# Stopping Spokeshave Chatter



## TheWoodenOyster (Feb 6, 2013)

Hey everyone,

I was using my spokeshave today and couldn't get the dang thing to stop chattering. I waxed the sole and the blade was sharp (I couldn't get it quite as sharp as my plane blades, but it was still very sharp). The spokeshave is a cast iron flat bottom stanley 151 with the original blade.

Any ideas on how to stop the spokeshave chatter? Or is it just the nature of the beast?

Thanks


----------



## Loren (May 30, 2008)

It's the nature of the tool in my experience. We try to 
substitute spokeshaves for compass planes and drawknives.

They're called a spokeshave because they're a tool for
shaping riven wheel spokes. Considering the straight
grain of riven spoke blanks and also that a wheel spoke
doesn't usually need a tear-out free surface and the
spokeshave makes sense.

> [WHAT IS ASKED]:
a - In the thread on spokeshave chatter, list each descriptive detail about the tool given in the sentence beginning "The spokeshave is".
b - Duplicate the stretch of the spokeshave chatter thread from "## TheWoodenOyster (Feb" through "the original blade.".

> [DATASET CONTENT]:
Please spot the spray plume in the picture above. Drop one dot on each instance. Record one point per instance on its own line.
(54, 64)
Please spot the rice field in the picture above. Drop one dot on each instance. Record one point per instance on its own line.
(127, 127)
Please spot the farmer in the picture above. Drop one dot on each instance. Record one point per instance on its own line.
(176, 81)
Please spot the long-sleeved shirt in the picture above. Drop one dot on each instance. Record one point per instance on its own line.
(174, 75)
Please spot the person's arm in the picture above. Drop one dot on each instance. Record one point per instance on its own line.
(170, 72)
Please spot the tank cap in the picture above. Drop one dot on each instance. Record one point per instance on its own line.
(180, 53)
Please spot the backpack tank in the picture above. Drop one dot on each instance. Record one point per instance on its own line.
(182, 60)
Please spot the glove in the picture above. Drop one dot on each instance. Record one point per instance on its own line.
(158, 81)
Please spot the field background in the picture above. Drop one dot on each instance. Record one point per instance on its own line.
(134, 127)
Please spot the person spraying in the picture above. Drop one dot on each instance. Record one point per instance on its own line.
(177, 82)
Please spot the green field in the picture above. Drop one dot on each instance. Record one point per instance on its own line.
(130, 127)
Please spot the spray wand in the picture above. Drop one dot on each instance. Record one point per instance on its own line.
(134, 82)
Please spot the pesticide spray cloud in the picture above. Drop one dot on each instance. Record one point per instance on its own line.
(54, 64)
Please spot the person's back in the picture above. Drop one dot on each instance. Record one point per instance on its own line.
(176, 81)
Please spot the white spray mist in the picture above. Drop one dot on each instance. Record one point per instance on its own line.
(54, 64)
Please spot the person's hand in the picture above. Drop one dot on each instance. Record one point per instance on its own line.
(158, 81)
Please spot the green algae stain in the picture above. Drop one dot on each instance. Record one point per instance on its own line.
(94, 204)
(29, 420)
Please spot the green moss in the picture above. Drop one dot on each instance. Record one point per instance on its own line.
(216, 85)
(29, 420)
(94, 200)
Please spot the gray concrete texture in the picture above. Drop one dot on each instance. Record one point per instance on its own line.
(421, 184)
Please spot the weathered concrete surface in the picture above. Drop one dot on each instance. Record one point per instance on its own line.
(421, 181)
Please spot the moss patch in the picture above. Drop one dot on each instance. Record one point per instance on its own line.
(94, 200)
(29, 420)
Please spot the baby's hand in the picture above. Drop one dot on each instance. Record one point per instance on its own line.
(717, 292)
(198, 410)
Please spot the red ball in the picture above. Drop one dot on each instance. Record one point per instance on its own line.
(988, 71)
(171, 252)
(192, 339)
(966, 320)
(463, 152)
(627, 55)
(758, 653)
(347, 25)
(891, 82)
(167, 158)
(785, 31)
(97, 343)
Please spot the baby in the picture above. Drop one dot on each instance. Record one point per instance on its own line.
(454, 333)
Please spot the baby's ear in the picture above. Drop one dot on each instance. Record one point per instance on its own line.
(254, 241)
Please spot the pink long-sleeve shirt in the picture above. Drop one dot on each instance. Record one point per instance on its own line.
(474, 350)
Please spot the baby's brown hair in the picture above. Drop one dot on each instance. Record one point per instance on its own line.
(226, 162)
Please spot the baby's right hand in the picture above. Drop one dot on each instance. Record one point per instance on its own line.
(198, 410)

> [WRITTEN RESPONSES]:
a -
- cast iron
- flat bottom
- Stanley 151
- with the original blade

b -
## TheWoodenOyster (Feb 6, 2013)

Hey everyone,

I was using my spokeshave today and couldn't get the dang thing to stop chattering. I waxed the sole and the blade was sharp (I couldn't get it quite as sharp as my plane blades, but it was still very sharp). The spokeshave is a cast iron flat bottom stanley 151 with the original blade.